* Begin TEXT SECTION *

Questions are edited for clarity and space, and I write my answer before reading Boswell’s.  We’ll only address baseball-related questions.

Q: Was the last day of the 2011 baseball season the greatest day in baseball history?

A: Well, considering that baseball’s been played for 150+ years, and we’ve only lived to see and judge 25-30 years of it, and we’ve only had baseball readily available on TV to the extent where we could truly appreciate a night like what happened … its tough to say its the best ever.  Yes absolutely though it was the best in recent memory.  Boswell agrees.

Q: Thoughts on the Red Sox’s parting ways with Franconia and possibly Epstein?

A: The Red Sox spent an awful lot of money … and ended up with an awful lot of injuries to those well-paid players, especially in the rotation.  In September they were basically without 3/5ths at one point of the opening day roster.  No team can survive that, especially one that has traded so many of its prospects lately to acquire the hitting talent it has.  Terry Franconia has been there a while and, while its probably not his fault the team plummeted as it did, he’ll take the fall.  Theo Epstein: I’d think he’d want to stay and try to get one more WS win out of this team.  Unfortunately it probably isn’t happening any time soon: his team still has a bunch of under-performers under contract for 2012 and looks to be stuck with a bloated payroll without many impact players, again.  Boswell thinks Franconia got the short end of the stick, and that any firing of Epstein would be a major over-reaction.  Agreed.

Q: Did the Orioles “over-celebrate” by beating the Red Sox on the last day?

* End TEXT SECTION *

#### [TASKS FOR THIS EXERCISE]
1. Answer these from the baseball Q&A:
(a) For how many years has baseball been played, according to the first answer?
(b) In September, what share of the opening day roster were the Red Sox without at one point?
(c) How does Boswell view any firing of Epstein?
2. Please edit the entries by changing "volvo logo" to "Volvo emblem" and leaving all else as it is. Omit the pictures from your answer.
The text and the entries have no connection to each other.

* Begin PROVIDED INFORMATION *

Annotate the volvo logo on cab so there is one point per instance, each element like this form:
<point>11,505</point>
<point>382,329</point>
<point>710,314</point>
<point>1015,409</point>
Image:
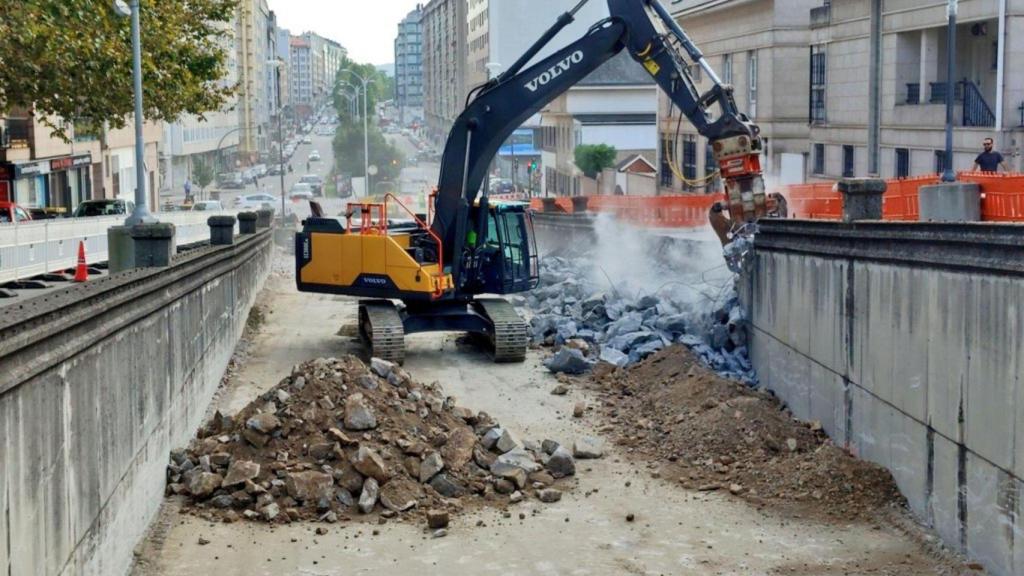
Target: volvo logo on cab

* End PROVIDED INFORMATION *

#### [THE SOLUTIONS]
1.
(a) 150+ years
(b) 3/5ths
(c) As a major over-reaction

2.
Annotate the Volvo emblem on cab so there is one point per instance, each element like this form:
<point>11,505</point>
<point>382,329</point>
<point>710,314</point>
<point>1015,409</point>
Image:
Target: Volvo emblem on cab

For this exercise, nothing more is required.